◆ The problem: Repeat the lines below exactly as written, please, from the line with "For each instance of the woman's hand, place" to the line with "For each instance of the building", both lines included, and no others.

------------------------

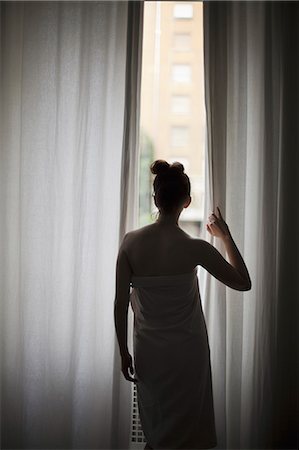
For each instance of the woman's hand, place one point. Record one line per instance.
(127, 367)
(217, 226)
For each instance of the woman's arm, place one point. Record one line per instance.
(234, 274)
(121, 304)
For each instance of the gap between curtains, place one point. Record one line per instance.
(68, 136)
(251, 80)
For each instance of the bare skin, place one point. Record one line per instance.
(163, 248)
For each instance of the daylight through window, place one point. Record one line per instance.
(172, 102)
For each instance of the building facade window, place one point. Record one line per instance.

------------------------

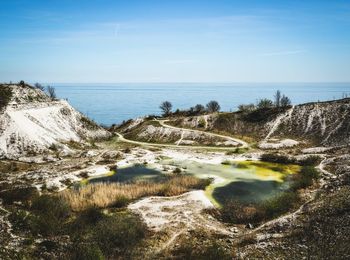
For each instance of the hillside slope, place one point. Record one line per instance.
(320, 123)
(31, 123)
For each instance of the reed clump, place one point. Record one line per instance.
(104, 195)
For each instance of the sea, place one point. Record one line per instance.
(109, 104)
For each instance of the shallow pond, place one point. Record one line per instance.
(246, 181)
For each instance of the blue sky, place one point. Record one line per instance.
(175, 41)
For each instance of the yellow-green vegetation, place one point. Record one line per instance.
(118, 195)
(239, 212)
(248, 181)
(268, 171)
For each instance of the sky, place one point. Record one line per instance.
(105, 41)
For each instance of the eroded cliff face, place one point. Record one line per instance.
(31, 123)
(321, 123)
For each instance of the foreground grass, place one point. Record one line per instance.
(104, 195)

------------------------

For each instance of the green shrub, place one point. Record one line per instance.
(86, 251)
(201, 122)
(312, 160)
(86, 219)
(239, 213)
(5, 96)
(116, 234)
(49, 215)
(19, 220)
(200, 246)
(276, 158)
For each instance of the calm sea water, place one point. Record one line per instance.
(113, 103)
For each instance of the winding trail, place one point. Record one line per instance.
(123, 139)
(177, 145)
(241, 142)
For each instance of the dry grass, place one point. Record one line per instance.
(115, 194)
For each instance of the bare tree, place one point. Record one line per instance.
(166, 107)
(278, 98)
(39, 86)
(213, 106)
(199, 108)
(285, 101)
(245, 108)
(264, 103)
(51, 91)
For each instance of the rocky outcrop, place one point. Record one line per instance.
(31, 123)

------------------------

◆ The answer:
For each instance of the woman's hand, place one point. Record one line per instance.
(127, 367)
(217, 226)
For each instance of the woman's arm, place one point. Record one line per instance.
(234, 274)
(121, 304)
For each instance of the gap between curtains, place one point. Record one line per instance.
(68, 136)
(251, 80)
For each instance of the bare skin, place one point. Record one line per instance.
(163, 248)
For each instance of the daylight through window, place one point. Record one line per instance.
(172, 102)
For each instance of the building facade window, place one point. Record one line per instance.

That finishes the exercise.